Copy out verbatim the lines of the records below, starting at the line that contains "Detect white snowdrop" and stopping after the line that contains "0 139 300 200", with both of those lines included.

#### RAW DATA ####

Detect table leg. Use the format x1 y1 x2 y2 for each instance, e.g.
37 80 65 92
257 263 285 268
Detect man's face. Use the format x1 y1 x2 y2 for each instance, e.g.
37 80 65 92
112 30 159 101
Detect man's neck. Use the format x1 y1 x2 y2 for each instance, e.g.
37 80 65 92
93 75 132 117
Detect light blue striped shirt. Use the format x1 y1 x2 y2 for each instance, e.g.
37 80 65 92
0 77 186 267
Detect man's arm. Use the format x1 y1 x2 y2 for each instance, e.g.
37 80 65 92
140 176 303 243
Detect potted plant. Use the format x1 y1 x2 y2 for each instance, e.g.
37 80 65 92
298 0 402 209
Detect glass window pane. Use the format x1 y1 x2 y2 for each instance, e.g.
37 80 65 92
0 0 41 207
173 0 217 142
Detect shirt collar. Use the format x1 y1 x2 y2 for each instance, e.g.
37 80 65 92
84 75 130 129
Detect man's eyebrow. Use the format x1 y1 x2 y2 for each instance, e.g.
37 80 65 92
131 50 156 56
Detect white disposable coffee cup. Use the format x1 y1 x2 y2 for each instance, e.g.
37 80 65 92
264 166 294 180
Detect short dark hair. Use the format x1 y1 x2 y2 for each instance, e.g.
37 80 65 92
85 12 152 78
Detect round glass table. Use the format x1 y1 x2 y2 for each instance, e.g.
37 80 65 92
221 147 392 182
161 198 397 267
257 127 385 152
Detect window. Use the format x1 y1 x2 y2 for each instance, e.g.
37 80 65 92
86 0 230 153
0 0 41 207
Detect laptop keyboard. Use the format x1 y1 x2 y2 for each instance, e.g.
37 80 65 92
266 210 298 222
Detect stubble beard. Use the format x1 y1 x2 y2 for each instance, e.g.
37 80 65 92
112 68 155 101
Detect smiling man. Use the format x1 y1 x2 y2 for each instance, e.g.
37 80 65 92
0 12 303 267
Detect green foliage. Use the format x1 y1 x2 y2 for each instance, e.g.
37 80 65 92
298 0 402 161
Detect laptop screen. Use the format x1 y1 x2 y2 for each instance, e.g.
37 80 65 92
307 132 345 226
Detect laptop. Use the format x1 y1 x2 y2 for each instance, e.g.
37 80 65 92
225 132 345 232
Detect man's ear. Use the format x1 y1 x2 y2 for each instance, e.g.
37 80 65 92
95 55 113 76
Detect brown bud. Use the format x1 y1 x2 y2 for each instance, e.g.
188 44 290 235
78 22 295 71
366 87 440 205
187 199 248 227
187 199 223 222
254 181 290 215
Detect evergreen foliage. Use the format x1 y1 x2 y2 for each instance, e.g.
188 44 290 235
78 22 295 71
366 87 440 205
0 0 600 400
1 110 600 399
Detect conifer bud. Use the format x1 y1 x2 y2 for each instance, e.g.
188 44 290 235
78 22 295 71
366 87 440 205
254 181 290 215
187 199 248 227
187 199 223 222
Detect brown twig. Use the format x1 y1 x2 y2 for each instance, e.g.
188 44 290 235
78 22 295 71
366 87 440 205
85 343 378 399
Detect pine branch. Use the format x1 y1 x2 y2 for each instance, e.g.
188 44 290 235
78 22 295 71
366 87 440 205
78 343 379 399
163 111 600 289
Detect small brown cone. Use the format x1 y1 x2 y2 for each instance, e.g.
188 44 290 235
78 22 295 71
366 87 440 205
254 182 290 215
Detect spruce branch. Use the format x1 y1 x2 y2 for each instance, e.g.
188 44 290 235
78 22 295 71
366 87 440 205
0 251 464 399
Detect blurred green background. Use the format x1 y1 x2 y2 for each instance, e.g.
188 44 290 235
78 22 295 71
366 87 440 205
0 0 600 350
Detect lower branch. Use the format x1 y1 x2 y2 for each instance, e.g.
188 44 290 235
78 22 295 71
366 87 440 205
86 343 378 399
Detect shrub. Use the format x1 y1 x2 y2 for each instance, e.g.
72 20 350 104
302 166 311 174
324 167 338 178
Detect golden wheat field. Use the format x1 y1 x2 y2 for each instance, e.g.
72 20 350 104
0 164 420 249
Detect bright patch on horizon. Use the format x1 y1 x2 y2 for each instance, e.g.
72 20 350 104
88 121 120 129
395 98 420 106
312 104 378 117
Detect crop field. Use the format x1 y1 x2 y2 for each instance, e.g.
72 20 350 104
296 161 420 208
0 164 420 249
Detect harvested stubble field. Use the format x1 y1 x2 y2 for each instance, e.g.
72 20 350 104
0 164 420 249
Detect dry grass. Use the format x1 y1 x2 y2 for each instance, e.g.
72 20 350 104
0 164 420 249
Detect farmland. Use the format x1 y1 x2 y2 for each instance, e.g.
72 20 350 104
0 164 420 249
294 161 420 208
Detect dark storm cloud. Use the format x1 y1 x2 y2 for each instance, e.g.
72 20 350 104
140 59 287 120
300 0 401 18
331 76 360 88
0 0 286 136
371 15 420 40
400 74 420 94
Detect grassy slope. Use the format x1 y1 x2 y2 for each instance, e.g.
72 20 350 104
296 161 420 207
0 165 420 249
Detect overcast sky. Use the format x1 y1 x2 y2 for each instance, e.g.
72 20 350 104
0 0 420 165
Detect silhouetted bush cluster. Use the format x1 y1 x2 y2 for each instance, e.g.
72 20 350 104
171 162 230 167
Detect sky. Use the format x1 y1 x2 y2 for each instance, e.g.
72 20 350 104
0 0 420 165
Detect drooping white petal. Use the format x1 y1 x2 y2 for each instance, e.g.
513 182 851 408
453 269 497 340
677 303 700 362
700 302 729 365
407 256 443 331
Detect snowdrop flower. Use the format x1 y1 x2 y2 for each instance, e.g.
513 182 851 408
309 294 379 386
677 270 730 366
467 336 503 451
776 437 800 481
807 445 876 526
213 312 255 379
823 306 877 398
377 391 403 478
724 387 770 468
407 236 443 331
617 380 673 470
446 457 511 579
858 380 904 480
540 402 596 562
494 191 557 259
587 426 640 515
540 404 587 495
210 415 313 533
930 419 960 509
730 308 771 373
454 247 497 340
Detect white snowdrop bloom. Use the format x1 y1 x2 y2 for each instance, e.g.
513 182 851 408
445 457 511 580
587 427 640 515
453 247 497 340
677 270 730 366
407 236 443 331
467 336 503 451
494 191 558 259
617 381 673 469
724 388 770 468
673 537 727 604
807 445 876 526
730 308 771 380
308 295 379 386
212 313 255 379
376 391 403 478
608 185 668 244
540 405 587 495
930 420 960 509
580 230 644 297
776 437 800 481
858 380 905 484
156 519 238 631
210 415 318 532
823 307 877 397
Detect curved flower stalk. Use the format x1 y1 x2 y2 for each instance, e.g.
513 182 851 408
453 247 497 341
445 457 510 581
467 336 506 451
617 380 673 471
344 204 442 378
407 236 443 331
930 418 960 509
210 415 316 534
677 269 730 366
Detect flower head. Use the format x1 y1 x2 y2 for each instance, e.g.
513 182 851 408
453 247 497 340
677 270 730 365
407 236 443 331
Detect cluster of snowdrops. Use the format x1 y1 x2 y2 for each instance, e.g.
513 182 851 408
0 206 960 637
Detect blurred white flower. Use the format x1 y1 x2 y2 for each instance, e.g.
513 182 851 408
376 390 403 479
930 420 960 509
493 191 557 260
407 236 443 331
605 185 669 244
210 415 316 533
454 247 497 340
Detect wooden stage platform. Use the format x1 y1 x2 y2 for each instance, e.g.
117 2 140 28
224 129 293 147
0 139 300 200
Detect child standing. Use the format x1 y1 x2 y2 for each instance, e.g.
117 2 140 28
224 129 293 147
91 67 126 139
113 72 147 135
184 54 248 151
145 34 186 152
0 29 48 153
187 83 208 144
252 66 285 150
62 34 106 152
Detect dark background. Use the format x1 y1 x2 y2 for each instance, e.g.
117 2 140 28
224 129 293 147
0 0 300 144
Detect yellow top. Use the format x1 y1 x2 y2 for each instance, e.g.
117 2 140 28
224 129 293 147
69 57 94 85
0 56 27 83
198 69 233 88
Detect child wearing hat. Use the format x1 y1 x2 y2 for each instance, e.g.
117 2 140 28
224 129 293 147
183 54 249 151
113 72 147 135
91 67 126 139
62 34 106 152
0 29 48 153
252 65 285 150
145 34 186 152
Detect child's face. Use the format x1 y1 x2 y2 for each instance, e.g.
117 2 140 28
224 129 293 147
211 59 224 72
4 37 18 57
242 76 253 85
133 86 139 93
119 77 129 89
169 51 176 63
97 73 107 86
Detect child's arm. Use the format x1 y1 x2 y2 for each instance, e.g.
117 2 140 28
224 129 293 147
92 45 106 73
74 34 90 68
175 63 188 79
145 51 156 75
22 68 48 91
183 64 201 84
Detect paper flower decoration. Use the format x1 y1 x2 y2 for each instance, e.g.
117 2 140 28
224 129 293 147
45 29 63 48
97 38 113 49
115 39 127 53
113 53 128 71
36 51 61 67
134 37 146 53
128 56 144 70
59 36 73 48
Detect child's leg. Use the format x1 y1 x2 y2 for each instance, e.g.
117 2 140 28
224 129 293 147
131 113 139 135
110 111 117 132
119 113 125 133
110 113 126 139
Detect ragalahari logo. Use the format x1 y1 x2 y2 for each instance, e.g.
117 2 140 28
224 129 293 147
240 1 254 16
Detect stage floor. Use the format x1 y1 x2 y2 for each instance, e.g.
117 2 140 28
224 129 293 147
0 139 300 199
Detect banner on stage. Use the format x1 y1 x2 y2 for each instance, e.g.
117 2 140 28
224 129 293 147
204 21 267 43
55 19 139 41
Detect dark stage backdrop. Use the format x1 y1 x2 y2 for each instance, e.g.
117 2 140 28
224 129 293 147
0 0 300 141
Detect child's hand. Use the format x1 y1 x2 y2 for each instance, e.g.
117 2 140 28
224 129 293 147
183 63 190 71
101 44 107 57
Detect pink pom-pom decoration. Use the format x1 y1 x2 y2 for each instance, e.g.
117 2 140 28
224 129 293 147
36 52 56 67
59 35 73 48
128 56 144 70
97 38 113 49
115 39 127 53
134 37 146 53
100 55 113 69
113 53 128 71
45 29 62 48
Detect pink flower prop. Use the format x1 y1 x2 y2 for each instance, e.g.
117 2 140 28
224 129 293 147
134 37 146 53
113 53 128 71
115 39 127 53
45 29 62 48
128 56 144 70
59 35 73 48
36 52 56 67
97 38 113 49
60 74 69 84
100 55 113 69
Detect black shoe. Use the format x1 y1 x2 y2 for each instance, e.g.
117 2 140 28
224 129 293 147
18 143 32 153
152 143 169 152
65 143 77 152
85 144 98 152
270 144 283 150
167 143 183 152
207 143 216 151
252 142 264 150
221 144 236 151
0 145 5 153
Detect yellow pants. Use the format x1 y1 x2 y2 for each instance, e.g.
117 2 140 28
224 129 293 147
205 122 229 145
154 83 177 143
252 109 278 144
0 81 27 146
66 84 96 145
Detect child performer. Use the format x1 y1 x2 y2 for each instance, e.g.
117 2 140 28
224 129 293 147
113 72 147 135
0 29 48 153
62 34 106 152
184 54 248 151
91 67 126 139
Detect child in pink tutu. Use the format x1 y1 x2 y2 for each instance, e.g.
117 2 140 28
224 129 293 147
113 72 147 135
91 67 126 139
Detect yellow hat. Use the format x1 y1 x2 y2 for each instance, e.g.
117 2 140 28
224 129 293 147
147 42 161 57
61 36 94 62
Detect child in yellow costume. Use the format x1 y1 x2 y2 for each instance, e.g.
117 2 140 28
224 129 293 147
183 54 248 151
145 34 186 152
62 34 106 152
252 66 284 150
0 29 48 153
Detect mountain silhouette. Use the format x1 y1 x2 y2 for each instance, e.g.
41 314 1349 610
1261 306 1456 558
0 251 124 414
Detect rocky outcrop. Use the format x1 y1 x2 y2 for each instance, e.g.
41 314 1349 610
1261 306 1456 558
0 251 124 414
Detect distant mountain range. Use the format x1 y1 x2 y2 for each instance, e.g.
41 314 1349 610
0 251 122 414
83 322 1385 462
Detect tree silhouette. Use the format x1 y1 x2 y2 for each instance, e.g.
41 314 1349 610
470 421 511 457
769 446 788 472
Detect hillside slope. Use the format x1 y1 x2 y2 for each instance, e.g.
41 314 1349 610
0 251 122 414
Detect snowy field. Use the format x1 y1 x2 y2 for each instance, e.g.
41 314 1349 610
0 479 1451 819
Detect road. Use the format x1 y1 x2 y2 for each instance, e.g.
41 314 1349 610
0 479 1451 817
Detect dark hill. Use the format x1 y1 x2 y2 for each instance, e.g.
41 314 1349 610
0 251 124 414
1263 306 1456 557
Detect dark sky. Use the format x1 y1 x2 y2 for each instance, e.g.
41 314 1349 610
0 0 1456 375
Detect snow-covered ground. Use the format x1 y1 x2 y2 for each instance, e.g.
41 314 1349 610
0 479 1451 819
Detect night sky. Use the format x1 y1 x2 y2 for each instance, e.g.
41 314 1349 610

####

**SOLUTION:**
Detect white snowdrop bloom. Use the format x1 y1 x2 y2 for each instance, e.g.
513 182 851 408
445 457 511 580
587 427 640 515
453 247 497 340
677 270 730 366
407 236 443 331
467 336 503 451
494 191 558 259
617 381 673 469
724 388 770 468
673 537 727 604
807 445 876 526
730 308 771 380
308 295 379 386
212 313 255 379
376 391 403 478
608 185 668 244
540 405 587 495
930 420 960 509
580 230 644 297
776 437 800 481
858 380 905 484
156 519 238 631
210 415 318 532
823 307 877 397
Detect curved flower stalk. Use the format x1 y1 x2 y2 for each instance, e.g.
513 182 851 408
453 247 497 341
445 457 510 581
467 336 506 451
617 380 673 471
344 204 442 378
407 236 443 331
930 418 960 509
210 415 316 534
677 269 730 366
Detect flower head. Use the format x1 y1 x2 y2 for each instance, e.g.
513 182 851 408
453 247 497 340
677 270 730 365
407 236 443 331
Detect cluster of snowdrops. Use the format x1 y1 x2 y2 for each instance, e.g.
513 182 851 408
0 206 960 637
Detect blurred white flower. Use the format x1 y1 x2 y2 for each instance, e.g.
513 182 851 408
376 390 403 479
930 420 960 509
493 191 557 260
407 236 443 331
605 185 669 244
210 415 316 533
454 247 497 340
Detect wooden stage platform. Use the format x1 y1 x2 y2 for each instance, e.g.
117 2 140 28
224 129 293 147
0 139 300 200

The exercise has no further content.